Given data

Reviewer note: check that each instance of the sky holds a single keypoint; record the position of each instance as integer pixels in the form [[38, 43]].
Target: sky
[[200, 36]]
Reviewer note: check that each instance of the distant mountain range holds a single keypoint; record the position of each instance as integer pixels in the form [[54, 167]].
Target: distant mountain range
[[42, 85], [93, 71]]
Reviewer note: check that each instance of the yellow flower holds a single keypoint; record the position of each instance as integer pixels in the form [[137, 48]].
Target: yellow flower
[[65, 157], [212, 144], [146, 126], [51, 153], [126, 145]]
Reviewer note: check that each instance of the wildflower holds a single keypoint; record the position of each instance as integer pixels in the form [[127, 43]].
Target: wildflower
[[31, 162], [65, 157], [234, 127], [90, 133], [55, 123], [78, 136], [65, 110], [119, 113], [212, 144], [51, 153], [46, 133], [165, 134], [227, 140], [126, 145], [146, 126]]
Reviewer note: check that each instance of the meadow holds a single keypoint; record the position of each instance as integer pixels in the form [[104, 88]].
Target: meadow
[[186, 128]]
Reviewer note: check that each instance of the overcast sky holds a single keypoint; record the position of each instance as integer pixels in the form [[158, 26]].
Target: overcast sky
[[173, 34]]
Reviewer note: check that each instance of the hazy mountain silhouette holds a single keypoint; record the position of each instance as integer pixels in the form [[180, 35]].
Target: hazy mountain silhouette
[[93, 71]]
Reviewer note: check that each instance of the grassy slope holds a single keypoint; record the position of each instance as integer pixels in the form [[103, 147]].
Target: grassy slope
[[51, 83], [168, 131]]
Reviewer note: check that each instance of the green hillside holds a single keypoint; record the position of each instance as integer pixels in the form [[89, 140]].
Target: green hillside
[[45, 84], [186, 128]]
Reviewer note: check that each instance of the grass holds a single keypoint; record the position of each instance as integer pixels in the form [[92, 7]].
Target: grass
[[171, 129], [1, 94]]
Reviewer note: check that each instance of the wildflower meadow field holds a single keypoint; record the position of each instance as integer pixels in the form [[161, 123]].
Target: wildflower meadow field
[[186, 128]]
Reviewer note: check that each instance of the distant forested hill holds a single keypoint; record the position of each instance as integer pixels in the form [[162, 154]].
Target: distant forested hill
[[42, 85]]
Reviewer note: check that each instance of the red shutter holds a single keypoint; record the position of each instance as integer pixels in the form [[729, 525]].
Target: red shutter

Your assignment
Please give back all of the material above exactly as it was written.

Expected answer
Reviewer note: check that each instance of the sky holds a single keypoint; record the position of each instance as integer pixels in the form [[38, 43]].
Target: sky
[[200, 36]]
Reviewer note: check that each instance of the distant mountain range holds a single keypoint; record the position of each instance as integer pixels in the form [[54, 167]].
Target: distant mountain range
[[42, 85], [93, 71]]
Reviewer note: check that each instance of the yellow flower holds a single keypoint; record the position of each instance as integer pixels in the form [[137, 48]].
Target: yellow flower
[[65, 157], [212, 144], [146, 126], [51, 153], [126, 145]]
Reviewer note: check that each instance of the wildflower holds a single keypoint; record the position of each instance as integer pixels in the form [[127, 43]].
Target: wildflower
[[31, 162], [65, 157], [234, 127], [90, 133], [55, 123], [78, 136], [65, 110], [119, 113], [212, 144], [51, 153], [46, 133], [165, 134], [227, 140], [126, 145], [146, 126]]
Reviewer note: check that each instance of the meadow holds a single keypoint; record the position of each instance as integer pixels in the form [[104, 88]].
Target: meadow
[[186, 128]]
Reviewer note: check that each instance of the overcast sky holds a single keypoint; record the position of each instance as integer pixels in the form [[158, 26]].
Target: overcast sky
[[173, 34]]
Reviewer note: check that each instance of the hazy mountain silhouette holds a single keypoint; record the position of each instance as integer pixels in the form [[180, 35]].
Target: hazy mountain silhouette
[[93, 71]]
Reviewer note: check that each instance of the grassy slope holds a single keypoint; record the position of each instance as integer pixels in the form [[103, 147]].
Target: grassy slope
[[51, 83], [168, 131]]
Reviewer note: check that each instance of the green hillside holds a single keypoint; record the position of each instance as integer pixels in the form [[89, 140]].
Target: green hillside
[[45, 84], [186, 128]]
Reviewer note: check that each instance of the grass holds a single keypoint; record the position of each instance as integer pixels in the form [[92, 7]].
Target: grass
[[171, 129], [1, 94]]
Reviewer note: check that each instance of the wildflower meadow field holds a single keypoint; record the position of each instance as integer pixels in the form [[161, 123]].
Target: wildflower meadow field
[[186, 128]]
Reviewer note: check that each instance of the distant forested hill holds a single keypoint; record the position of each instance as integer pixels in the form [[162, 154]].
Target: distant forested hill
[[42, 85]]
Reviewer note: check that each instance of the red shutter holds a single keypoint; record the position of each instance as integer pixels in the form [[729, 525]].
Target: red shutter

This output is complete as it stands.